>> begin Records supplied

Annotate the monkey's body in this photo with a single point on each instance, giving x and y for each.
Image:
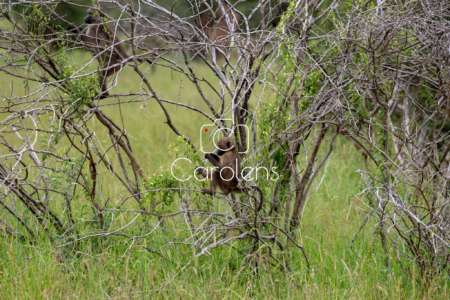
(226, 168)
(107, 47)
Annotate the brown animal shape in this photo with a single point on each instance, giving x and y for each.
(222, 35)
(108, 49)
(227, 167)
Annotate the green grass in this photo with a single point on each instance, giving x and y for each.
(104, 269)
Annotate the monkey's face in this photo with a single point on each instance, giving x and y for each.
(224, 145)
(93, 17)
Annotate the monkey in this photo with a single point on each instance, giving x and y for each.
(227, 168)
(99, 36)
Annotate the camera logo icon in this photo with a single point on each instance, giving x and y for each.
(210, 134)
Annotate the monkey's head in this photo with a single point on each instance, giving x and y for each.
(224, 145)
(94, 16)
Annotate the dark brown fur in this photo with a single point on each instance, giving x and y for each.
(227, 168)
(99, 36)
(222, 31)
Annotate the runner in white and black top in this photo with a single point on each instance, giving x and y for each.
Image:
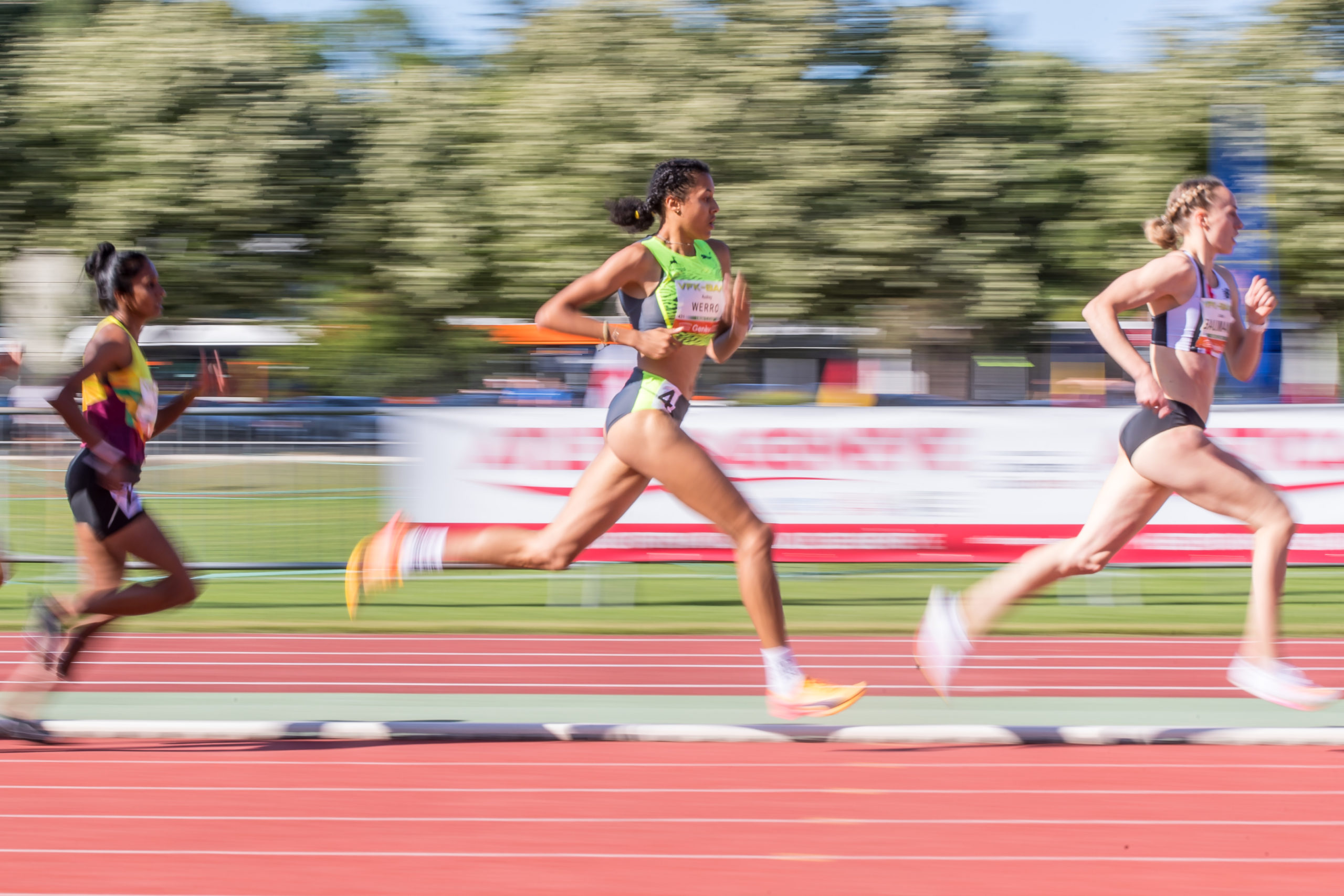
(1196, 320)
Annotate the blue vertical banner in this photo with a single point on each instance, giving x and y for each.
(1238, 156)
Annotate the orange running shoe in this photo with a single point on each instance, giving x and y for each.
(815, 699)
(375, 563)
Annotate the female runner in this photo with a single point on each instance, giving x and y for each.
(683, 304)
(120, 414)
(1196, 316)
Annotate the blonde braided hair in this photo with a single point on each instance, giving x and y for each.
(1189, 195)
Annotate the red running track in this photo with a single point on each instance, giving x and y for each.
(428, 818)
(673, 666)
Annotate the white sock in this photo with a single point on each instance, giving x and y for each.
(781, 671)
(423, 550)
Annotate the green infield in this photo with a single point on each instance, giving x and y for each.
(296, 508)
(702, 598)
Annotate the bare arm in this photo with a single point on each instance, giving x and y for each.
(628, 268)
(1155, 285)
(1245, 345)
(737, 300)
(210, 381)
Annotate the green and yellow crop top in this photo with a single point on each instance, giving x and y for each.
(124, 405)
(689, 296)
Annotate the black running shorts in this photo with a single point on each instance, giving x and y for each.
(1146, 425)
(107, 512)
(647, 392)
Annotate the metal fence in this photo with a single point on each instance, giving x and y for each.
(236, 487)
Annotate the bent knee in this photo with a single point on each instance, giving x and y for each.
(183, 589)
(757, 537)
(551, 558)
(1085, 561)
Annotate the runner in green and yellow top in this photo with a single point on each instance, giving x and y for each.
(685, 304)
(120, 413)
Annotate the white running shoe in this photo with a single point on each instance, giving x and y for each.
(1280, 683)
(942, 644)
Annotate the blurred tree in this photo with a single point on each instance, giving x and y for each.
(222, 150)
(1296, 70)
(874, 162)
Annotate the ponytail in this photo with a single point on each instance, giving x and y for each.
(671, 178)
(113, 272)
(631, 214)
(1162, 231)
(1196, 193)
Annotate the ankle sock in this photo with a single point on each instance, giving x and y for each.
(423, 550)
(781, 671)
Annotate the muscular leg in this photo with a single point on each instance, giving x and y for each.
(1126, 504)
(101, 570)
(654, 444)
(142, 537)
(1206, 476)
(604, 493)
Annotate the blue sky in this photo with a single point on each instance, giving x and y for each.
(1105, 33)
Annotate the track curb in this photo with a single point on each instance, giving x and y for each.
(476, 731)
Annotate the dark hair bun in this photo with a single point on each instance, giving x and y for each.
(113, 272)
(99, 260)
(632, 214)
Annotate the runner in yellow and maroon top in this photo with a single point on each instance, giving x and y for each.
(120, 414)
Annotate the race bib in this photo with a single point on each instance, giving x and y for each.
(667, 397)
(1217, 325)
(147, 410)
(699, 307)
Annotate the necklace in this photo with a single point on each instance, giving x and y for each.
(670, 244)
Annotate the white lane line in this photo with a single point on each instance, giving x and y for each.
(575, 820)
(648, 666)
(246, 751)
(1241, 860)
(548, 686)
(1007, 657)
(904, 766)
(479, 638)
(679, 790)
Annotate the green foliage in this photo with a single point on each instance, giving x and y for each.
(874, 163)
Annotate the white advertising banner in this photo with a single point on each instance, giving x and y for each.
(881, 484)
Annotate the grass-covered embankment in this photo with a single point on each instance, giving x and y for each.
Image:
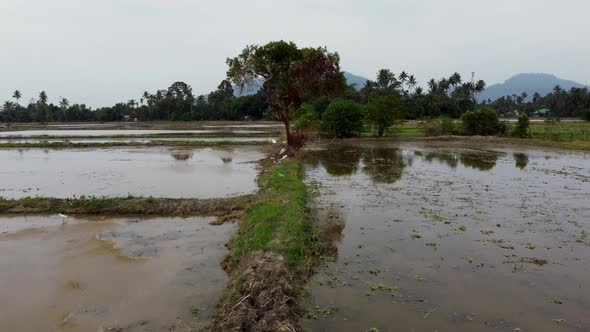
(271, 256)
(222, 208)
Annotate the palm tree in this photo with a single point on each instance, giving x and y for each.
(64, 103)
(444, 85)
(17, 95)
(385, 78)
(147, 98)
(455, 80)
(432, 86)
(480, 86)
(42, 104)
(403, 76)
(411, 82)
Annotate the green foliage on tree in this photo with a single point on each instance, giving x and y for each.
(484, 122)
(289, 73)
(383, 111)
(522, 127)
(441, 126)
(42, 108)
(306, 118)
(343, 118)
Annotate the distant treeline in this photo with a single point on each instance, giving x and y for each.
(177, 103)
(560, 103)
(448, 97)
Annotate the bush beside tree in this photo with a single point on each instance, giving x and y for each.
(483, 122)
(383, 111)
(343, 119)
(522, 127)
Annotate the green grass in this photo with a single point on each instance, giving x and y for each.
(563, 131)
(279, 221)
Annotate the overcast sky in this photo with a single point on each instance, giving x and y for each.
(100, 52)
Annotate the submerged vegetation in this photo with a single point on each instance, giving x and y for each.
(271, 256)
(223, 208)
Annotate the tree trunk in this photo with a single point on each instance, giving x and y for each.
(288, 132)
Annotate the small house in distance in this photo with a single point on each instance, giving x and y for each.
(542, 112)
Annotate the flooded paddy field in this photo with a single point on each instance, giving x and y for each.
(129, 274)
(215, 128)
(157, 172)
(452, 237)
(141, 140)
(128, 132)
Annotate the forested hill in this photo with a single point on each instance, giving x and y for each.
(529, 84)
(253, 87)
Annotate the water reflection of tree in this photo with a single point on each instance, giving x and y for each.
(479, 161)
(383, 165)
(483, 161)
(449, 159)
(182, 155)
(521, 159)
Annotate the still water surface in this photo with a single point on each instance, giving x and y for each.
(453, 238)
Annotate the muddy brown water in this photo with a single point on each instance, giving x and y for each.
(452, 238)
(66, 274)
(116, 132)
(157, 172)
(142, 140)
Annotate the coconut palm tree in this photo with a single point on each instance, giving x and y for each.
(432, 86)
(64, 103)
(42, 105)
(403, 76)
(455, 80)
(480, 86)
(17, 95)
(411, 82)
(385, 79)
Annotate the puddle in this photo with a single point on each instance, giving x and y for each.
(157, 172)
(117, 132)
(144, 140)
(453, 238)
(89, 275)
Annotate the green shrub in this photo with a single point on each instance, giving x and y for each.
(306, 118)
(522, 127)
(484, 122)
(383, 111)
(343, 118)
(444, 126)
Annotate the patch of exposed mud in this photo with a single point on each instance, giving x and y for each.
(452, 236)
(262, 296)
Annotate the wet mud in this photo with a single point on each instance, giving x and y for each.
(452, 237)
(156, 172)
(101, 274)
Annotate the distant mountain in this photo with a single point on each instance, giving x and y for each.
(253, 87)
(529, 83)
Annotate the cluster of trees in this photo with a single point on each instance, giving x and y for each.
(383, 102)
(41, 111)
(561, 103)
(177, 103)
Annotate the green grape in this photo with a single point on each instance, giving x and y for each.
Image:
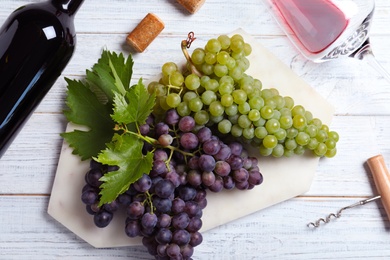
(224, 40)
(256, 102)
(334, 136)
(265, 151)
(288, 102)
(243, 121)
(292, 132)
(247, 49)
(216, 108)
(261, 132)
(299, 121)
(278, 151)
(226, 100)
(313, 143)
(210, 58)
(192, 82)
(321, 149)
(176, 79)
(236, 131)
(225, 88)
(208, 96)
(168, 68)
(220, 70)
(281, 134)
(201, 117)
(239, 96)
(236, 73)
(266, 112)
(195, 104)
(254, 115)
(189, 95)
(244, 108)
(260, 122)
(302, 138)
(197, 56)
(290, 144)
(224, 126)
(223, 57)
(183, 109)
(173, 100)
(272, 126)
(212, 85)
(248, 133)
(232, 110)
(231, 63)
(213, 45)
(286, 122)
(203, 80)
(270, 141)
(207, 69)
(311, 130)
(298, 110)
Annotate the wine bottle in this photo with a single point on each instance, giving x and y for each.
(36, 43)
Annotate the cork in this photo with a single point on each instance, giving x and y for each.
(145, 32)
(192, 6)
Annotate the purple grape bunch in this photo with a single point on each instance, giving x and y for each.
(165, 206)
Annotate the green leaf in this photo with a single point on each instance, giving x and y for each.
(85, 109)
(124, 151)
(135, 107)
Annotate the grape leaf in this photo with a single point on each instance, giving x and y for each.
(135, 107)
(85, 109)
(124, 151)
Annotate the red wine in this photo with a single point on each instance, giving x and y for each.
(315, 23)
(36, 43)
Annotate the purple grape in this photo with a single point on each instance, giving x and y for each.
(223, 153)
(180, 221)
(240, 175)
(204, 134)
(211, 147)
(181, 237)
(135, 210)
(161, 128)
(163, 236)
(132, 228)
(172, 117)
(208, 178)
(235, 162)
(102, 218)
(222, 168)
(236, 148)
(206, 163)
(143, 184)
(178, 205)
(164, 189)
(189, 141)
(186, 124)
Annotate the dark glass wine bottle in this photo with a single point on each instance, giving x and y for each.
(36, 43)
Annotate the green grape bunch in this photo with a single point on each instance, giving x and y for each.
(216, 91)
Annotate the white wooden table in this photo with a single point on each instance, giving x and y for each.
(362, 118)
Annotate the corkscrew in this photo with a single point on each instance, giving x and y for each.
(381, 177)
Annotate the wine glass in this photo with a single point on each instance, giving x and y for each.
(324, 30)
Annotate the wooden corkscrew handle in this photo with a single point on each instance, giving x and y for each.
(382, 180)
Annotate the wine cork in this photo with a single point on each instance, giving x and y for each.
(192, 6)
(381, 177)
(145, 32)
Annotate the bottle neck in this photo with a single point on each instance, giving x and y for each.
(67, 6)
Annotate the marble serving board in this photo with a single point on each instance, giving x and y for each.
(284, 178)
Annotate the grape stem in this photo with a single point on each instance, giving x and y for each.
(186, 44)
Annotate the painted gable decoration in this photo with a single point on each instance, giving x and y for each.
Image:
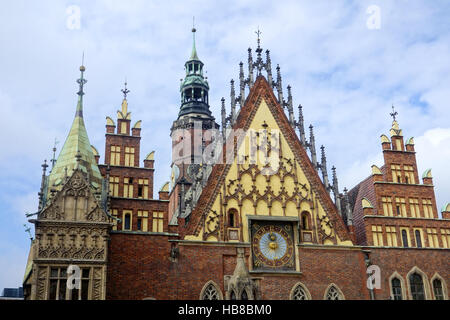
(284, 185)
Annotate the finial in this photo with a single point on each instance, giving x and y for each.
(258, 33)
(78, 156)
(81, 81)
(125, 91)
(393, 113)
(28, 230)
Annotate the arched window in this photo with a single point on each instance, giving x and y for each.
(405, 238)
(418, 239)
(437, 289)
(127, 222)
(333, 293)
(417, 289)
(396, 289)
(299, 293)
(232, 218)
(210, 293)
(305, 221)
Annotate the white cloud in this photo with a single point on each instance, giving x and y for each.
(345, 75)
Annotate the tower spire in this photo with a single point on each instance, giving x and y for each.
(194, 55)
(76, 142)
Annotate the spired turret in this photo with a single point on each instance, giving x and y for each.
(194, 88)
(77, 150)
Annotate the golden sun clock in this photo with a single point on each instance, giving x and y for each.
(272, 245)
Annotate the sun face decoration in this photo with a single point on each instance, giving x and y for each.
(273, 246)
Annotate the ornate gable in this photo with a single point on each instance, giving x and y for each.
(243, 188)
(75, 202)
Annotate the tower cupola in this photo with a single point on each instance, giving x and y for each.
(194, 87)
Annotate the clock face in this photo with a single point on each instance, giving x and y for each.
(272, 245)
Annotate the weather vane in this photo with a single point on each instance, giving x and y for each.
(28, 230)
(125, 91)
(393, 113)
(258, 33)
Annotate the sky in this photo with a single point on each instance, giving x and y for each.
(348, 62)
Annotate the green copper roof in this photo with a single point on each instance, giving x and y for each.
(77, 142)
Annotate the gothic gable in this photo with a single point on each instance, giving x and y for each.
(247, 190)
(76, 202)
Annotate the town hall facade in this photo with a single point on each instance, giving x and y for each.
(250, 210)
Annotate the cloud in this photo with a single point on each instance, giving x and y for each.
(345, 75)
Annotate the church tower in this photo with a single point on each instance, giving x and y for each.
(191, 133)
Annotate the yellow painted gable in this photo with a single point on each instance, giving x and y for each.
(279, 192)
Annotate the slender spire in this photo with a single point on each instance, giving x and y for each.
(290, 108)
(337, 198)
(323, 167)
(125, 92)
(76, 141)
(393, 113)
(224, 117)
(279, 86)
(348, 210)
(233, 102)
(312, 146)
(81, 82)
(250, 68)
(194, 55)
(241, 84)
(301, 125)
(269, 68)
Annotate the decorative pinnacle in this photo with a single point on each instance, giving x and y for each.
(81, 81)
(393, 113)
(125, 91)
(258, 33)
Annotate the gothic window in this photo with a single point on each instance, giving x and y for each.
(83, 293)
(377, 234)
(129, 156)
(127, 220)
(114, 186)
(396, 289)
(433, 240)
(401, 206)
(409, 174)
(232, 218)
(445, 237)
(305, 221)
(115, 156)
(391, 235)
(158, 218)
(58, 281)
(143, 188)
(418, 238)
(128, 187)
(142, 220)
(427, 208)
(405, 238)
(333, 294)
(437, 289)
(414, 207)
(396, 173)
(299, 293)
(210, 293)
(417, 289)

>> end Records supplied

- _Task statement_
In the entries above, find the line containing "Annotate the decorative". Set down that line and every line after it through the last one, exactly and alone.

- _Exercise response_
Annotate the decorative pinnacle in this photo with a single point on each instance, giving x and y for each.
(81, 81)
(393, 113)
(125, 91)
(258, 33)
Annotate the gothic window in this photo with a single point on each instance, giving x and y for each.
(83, 293)
(377, 234)
(129, 156)
(127, 220)
(114, 186)
(396, 289)
(433, 240)
(401, 206)
(409, 174)
(232, 218)
(445, 237)
(305, 221)
(115, 156)
(391, 235)
(158, 218)
(58, 281)
(143, 188)
(418, 238)
(128, 187)
(142, 220)
(427, 208)
(405, 238)
(333, 294)
(437, 289)
(414, 207)
(396, 173)
(299, 293)
(210, 293)
(417, 289)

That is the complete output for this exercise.